提示文:
:::

I.業績の概況

(1)市場環境および事業基盤の変化

世界の経済は、一部新興国での景気の減速が見られるものの、米国市場が堅調な回復を見せるとともに、欧州の景気が底をうち、日本の景気も回復に向かいつつあるなど、全体的に回復傾向にあります。このような経済情勢のもと、世界の多くの企業が、競争力のさらなる強化を図るとともに、新市場への参入や新たな成長分野への投資など、積極的な経営を進めつつあり、そのような経営を支える柔軟かつ強固なICT基盤が求められています。

(2)経営概況

当社は、このような経営環境の激しい変化を踏まえ、2011年に新たな事業ビジョン「ビジョン2015」を策定し、「Global ICT Partner」というスローガンのもと、2015年度に連結収益1.5兆円以上、グローバル売上高2倍以上(2010年度比)を目標指標としてグループトータルでの成長を目指すこととしました。2013年度は、「ビジョン2015」達成に向けた事業構造の転換と成長を加速する年と位置付け、「Global Cloud Vision 2013」のもと、グローバル、クラウドといった成長事業をしっかりと軌道に乗せていくことを目指してきました。

まず、サービスにおいては、グローバルシームレスなサービスの展開、サービスラインアップの拡充を図りました。各事業分野別の主な取り組みは以下のとおりです。

<各事業分野別の取り組み>

○クラウド基盤:

プライベートクラウドサービス「Bizホスティング Enterprise Cloud」では、ネットワーク仮想化技術を活用して、お客さまオンプレミス環境の円滑なクラウド化を支援するクラウドマイグレーションサービスを2013年6月に世界で初めて提供開始し、10月にはデータベースのクラスタ構成や高速ストレージなどのお客さま基幹システムのクラウド化に求められる機能・性能を大幅に強化しました。また、オーストラリアとドイツの2拠点を新たに加えて、世界9カ国/地域・11拠点へ提供エリアを拡大しました。パブリッククラウドサービス「Bizホスティング Cloudn」では、高いセキュリティと膨大なアクセスが求められるECサイトなどに対応するため、2014年1月に「Compute(VPCタイプ)」の提供を開始しました。

:::

出題:
提示文のうち、「(1)市場環境および事業基盤の変化」で始まり「取り組みは以下のとおりです。」で終わる部分を、一字一句違えずに書き写してください。

:::

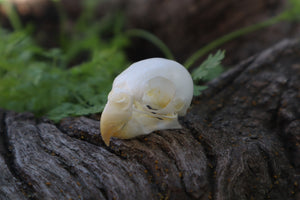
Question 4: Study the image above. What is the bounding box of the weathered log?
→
[0,40,300,200]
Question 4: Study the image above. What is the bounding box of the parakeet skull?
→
[100,58,193,145]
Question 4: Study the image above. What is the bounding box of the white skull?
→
[100,58,193,145]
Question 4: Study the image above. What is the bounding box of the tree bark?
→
[0,40,300,200]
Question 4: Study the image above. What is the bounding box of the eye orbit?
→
[100,58,193,146]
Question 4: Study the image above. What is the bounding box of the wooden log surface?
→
[0,40,300,200]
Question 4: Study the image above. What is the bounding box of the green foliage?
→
[192,50,225,96]
[0,15,128,121]
[0,0,300,121]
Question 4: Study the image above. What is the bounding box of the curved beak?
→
[100,102,131,146]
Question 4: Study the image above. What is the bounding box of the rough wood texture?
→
[0,40,300,200]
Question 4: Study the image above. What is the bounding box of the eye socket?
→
[108,88,132,109]
[142,76,175,110]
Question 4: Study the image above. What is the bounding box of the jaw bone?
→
[100,58,193,146]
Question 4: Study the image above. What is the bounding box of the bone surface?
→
[100,58,193,145]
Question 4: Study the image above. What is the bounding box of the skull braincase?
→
[101,58,193,145]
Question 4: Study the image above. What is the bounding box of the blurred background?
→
[0,0,300,121]
[1,0,300,65]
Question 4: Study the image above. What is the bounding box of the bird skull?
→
[100,58,193,145]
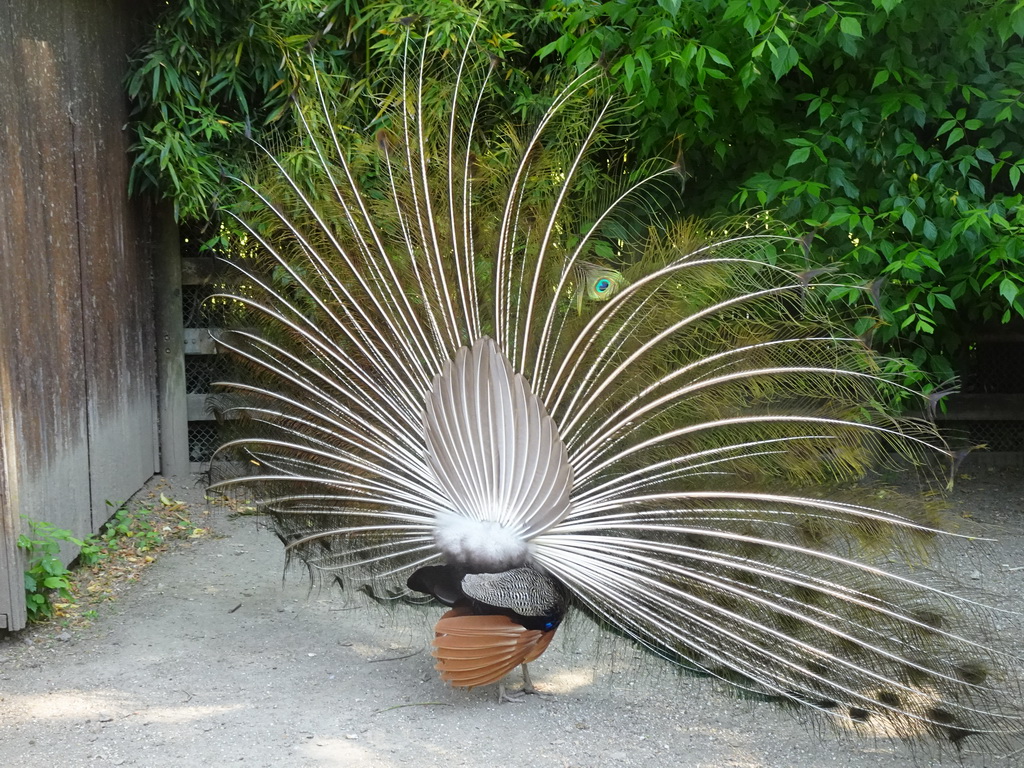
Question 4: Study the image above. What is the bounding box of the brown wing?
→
[433,608,555,688]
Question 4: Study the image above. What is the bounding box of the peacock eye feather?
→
[572,261,626,313]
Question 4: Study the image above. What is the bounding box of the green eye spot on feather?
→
[572,261,625,312]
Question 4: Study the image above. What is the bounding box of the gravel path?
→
[0,470,1024,768]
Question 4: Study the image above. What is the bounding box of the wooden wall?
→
[0,0,158,630]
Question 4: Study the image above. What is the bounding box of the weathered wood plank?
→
[65,0,157,520]
[154,206,189,476]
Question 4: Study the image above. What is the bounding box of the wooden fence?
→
[0,0,159,630]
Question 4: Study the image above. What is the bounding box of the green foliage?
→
[126,0,544,222]
[96,502,164,552]
[541,0,1024,377]
[17,505,181,622]
[128,0,1024,378]
[17,518,102,622]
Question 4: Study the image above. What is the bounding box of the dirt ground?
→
[0,470,1024,768]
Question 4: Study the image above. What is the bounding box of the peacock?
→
[203,22,1021,748]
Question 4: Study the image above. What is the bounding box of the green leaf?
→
[900,208,918,234]
[771,45,800,80]
[785,146,811,168]
[839,16,864,37]
[999,278,1020,304]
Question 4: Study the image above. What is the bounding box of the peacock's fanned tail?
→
[209,24,1021,744]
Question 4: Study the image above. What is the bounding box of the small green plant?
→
[17,518,91,622]
[98,502,164,552]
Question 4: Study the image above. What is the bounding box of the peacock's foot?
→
[498,665,554,703]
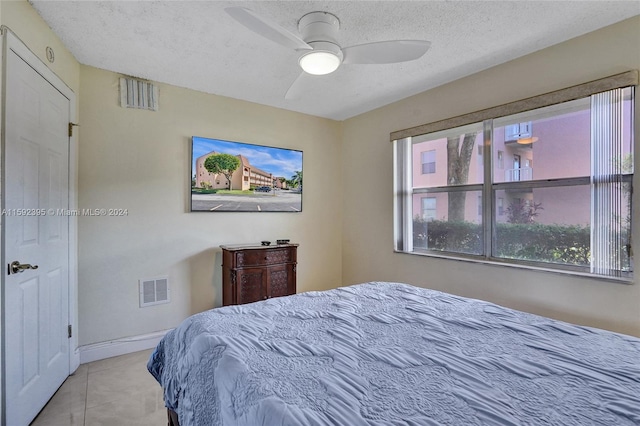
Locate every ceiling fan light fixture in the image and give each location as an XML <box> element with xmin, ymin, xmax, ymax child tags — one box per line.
<box><xmin>299</xmin><ymin>42</ymin><xmax>342</xmax><ymax>75</ymax></box>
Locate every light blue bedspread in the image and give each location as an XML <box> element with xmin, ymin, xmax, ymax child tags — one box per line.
<box><xmin>148</xmin><ymin>283</ymin><xmax>640</xmax><ymax>426</ymax></box>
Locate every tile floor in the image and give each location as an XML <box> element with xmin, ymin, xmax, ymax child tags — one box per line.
<box><xmin>31</xmin><ymin>350</ymin><xmax>167</xmax><ymax>426</ymax></box>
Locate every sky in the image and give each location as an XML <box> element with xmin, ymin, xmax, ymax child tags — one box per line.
<box><xmin>191</xmin><ymin>136</ymin><xmax>302</xmax><ymax>179</ymax></box>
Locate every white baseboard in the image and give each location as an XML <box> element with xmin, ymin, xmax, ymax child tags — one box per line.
<box><xmin>78</xmin><ymin>329</ymin><xmax>171</xmax><ymax>364</ymax></box>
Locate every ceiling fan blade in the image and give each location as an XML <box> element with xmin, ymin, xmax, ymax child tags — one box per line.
<box><xmin>284</xmin><ymin>72</ymin><xmax>309</xmax><ymax>101</ymax></box>
<box><xmin>342</xmin><ymin>40</ymin><xmax>431</xmax><ymax>64</ymax></box>
<box><xmin>224</xmin><ymin>6</ymin><xmax>313</xmax><ymax>50</ymax></box>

:::

課題の出力:
(1)市場環境および事業基盤の変化

世界の経済は、一部新興国での景気の減速が見られるものの、米国市場が堅調な回復を見せるとともに、欧州の景気が底をうち、日本の景気も回復に向かいつつあるなど、全体的に回復傾向にあります。このような経済情勢のもと、世界の多くの企業が、競争力のさらなる強化を図るとともに、新市場への参入や新たな成長分野への投資など、積極的な経営を進めつつあり、そのような経営を支える柔軟かつ強固なICT基盤が求められています。

(2)経営概況

当社は、このような経営環境の激しい変化を踏まえ、2011年に新たな事業ビジョン「ビジョン2015」を策定し、「Global ICT Partner」というスローガンのもと、2015年度に連結収益1.5兆円以上、グローバル売上高2倍以上(2010年度比)を目標指標としてグループトータルでの成長を目指すこととしました。2013年度は、「ビジョン2015」達成に向けた事業構造の転換と成長を加速する年と位置付け、「Global Cloud Vision 2013」のもと、グローバル、クラウドといった成長事業をしっかりと軌道に乗せていくことを目指してきました。

まず、サービスにおいては、グローバルシームレスなサービスの展開、サービスラインアップの拡充を図りました。各事業分野別の主な取り組みは以下のとおりです。